→ Data for processing

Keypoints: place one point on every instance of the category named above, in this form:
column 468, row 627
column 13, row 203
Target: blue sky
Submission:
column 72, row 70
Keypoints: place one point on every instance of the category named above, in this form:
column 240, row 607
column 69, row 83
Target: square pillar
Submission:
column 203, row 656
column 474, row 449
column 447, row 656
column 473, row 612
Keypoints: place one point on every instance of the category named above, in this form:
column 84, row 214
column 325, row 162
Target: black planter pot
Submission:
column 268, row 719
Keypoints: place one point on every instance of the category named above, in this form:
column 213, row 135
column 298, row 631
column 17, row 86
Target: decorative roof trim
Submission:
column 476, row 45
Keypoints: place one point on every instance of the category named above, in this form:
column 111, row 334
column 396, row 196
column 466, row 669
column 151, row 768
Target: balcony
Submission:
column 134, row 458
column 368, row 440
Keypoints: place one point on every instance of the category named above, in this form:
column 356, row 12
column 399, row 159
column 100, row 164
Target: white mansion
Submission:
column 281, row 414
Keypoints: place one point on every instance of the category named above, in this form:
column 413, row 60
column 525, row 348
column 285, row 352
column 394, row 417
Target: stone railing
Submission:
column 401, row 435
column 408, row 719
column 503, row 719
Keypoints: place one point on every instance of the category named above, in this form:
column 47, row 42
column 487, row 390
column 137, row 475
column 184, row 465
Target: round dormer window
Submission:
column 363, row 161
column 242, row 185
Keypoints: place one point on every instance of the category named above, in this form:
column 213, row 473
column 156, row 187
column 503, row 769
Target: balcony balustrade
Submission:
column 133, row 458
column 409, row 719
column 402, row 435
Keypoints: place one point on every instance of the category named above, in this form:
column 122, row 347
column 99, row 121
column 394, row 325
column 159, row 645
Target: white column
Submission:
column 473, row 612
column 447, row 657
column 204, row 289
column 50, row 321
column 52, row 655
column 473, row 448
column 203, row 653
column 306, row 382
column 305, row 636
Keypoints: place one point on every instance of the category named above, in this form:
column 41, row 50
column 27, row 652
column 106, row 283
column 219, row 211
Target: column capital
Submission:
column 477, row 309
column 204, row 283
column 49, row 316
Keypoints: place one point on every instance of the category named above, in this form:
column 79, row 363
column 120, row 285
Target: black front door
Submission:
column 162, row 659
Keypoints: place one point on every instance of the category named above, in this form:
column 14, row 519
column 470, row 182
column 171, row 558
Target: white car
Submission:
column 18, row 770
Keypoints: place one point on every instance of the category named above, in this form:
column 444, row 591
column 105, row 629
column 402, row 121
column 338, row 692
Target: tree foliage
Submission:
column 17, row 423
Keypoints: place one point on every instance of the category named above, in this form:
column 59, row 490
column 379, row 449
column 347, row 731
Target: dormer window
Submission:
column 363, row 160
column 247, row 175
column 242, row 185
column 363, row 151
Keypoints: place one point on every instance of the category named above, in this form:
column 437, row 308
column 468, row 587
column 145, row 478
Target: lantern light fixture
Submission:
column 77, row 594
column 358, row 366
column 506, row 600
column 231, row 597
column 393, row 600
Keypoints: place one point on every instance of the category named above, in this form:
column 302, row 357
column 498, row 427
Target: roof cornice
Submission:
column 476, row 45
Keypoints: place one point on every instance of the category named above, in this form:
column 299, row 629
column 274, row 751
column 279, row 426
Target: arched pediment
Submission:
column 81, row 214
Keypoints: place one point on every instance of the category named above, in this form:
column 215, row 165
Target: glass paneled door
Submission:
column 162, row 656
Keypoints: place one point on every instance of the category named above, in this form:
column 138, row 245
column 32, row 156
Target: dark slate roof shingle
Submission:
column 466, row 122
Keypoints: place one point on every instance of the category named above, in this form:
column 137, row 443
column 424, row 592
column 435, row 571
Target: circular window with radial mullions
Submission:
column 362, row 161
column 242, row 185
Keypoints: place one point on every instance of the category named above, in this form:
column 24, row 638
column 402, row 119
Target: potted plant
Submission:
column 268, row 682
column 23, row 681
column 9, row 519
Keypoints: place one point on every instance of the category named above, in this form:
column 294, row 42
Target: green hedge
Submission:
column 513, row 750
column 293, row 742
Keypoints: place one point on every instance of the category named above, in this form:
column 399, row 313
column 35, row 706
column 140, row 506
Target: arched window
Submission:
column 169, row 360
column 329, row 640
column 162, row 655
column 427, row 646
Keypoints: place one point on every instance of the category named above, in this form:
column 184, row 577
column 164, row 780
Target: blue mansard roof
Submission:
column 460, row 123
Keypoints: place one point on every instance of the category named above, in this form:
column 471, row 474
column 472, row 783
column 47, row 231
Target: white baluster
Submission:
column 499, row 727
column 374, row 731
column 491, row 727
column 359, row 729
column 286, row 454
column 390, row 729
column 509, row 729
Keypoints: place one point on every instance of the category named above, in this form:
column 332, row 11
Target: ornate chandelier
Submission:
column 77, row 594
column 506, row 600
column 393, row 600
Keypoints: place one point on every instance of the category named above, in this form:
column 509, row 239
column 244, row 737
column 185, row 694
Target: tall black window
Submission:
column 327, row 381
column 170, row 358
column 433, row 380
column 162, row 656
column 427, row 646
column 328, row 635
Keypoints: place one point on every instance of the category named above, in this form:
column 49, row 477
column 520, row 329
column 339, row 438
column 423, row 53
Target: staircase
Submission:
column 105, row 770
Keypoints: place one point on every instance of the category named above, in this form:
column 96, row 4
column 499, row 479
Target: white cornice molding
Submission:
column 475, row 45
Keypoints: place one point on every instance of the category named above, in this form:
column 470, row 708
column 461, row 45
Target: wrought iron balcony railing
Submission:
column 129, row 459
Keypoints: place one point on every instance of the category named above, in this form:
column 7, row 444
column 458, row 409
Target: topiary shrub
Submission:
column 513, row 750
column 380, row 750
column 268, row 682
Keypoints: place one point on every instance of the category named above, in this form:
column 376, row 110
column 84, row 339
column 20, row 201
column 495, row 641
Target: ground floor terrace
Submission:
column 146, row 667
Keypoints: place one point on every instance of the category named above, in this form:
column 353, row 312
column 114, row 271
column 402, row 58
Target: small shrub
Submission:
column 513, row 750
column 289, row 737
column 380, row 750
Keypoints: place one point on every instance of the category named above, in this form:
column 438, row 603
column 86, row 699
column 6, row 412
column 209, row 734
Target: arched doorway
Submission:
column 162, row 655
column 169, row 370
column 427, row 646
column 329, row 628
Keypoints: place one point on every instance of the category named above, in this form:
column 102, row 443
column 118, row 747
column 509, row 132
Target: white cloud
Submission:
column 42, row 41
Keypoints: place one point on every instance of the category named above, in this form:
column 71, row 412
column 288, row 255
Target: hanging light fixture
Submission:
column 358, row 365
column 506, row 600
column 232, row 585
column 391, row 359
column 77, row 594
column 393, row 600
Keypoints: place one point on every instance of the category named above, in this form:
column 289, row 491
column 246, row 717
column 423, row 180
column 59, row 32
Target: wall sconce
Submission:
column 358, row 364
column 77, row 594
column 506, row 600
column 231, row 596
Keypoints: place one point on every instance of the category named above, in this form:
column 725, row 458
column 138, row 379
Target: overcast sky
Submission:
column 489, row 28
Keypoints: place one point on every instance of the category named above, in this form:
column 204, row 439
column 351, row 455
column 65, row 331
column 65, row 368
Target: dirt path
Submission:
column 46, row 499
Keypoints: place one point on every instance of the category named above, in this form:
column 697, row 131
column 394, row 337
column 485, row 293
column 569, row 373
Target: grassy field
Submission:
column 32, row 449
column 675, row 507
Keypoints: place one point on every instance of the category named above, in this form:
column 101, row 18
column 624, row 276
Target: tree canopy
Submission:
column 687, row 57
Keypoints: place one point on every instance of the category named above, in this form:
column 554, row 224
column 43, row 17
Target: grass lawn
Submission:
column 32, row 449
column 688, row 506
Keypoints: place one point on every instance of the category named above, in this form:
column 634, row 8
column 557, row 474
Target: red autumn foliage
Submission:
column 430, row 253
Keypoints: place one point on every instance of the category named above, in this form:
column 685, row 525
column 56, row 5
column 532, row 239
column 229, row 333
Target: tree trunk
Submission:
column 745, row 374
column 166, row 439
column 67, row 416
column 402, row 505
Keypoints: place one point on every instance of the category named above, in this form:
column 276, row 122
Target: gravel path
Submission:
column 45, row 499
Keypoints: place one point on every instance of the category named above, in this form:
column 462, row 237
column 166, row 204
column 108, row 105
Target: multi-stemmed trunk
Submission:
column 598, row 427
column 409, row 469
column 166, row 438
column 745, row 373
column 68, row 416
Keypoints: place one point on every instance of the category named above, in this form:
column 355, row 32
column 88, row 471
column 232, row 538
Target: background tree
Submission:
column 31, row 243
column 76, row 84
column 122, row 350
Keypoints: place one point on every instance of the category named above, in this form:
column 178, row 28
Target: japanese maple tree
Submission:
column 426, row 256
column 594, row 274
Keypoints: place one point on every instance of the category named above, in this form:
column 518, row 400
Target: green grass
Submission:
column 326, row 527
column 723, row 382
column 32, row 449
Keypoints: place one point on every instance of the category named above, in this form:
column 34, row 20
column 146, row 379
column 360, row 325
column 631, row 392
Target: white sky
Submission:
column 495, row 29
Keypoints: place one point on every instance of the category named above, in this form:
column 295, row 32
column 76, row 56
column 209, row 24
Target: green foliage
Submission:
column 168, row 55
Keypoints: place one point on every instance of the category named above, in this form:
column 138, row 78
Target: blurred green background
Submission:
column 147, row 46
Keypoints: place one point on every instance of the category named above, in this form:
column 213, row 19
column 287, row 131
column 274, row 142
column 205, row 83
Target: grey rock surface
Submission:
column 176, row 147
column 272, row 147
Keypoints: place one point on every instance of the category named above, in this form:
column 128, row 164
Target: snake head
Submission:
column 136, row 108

→ Exercise brief
Copy the material above word for word, from its first line through the line containing "column 305, row 636", inclusive.

→ Solution to the exercise
Keypoints: place one point on every instance of the category named above, in this form:
column 468, row 627
column 13, row 203
Target: blue sky
Submission:
column 72, row 70
Keypoints: place one point on every instance of the category named above, in this form:
column 240, row 607
column 69, row 83
Target: square pillar
Submission:
column 203, row 656
column 474, row 449
column 447, row 656
column 473, row 612
Keypoints: place one point on every instance of the category named above, in this form:
column 84, row 214
column 325, row 162
Target: black planter pot
Submission:
column 268, row 719
Keypoints: place one point on every instance of the category named above, in this form:
column 213, row 135
column 298, row 631
column 17, row 86
Target: decorative roof trim
Submission:
column 476, row 45
Keypoints: place one point on every instance of the category named above, in this form:
column 111, row 334
column 396, row 196
column 466, row 669
column 151, row 768
Target: balcony
Submission:
column 134, row 458
column 368, row 440
Keypoints: place one point on every instance of the category named above, in this form:
column 356, row 12
column 399, row 159
column 100, row 164
Target: white mansion
Submission:
column 281, row 414
Keypoints: place one point on every instance of the category named above, in this form:
column 413, row 60
column 525, row 348
column 285, row 352
column 394, row 417
Target: stone railing
Submission:
column 401, row 435
column 408, row 719
column 503, row 719
Keypoints: place one point on every instance of the category named above, in this form:
column 47, row 42
column 487, row 390
column 137, row 475
column 184, row 465
Target: round dormer window
Submission:
column 363, row 161
column 242, row 185
Keypoints: place one point on every instance of the category named above, in this form:
column 213, row 473
column 156, row 187
column 503, row 769
Target: balcony balustrade
Submission:
column 133, row 458
column 409, row 719
column 402, row 435
Keypoints: place one point on every instance of the category named above, in this form:
column 122, row 347
column 99, row 121
column 394, row 325
column 159, row 645
Target: white column
Submission:
column 473, row 612
column 447, row 657
column 204, row 289
column 50, row 321
column 52, row 655
column 473, row 448
column 203, row 653
column 306, row 382
column 305, row 636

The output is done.